Short task: Please change "thickest part" to "widest part" throughout the data below and write the lines out again with everything else unchanged. Leave the pictures out of your answer.

[Coordinate labeling data]
-- Start --
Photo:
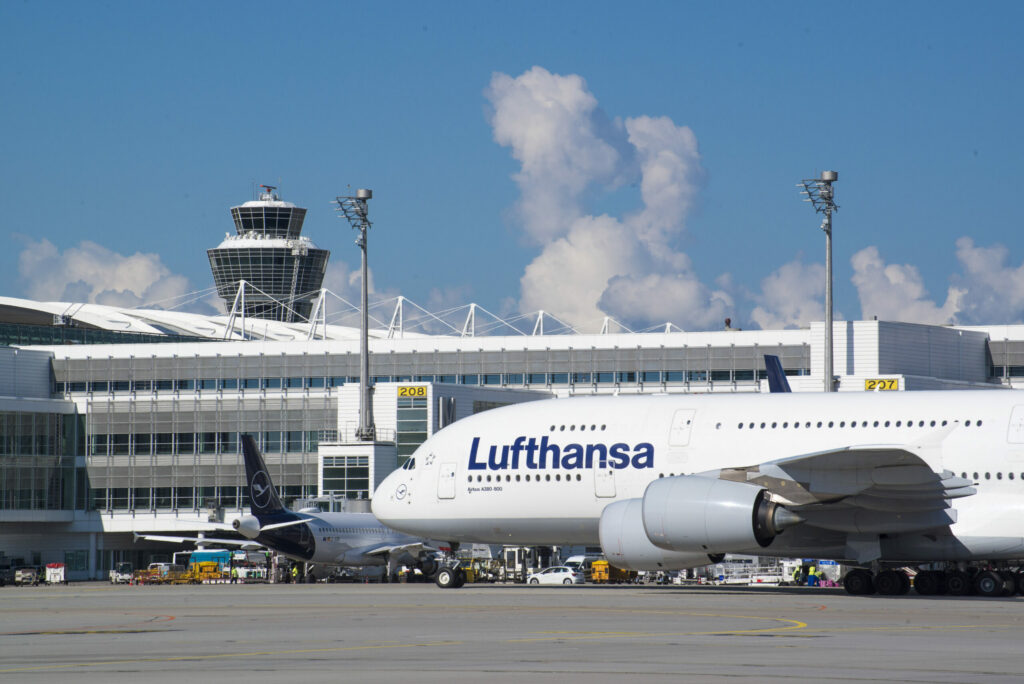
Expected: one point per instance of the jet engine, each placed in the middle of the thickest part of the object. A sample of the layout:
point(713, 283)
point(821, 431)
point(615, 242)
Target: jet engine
-- End --
Response to the exercise:
Photo:
Expected: one point per instance of the jet engine, each placed in the middle of the widest part of the object. A sample of the layout:
point(713, 283)
point(821, 431)
point(615, 242)
Target: jet engine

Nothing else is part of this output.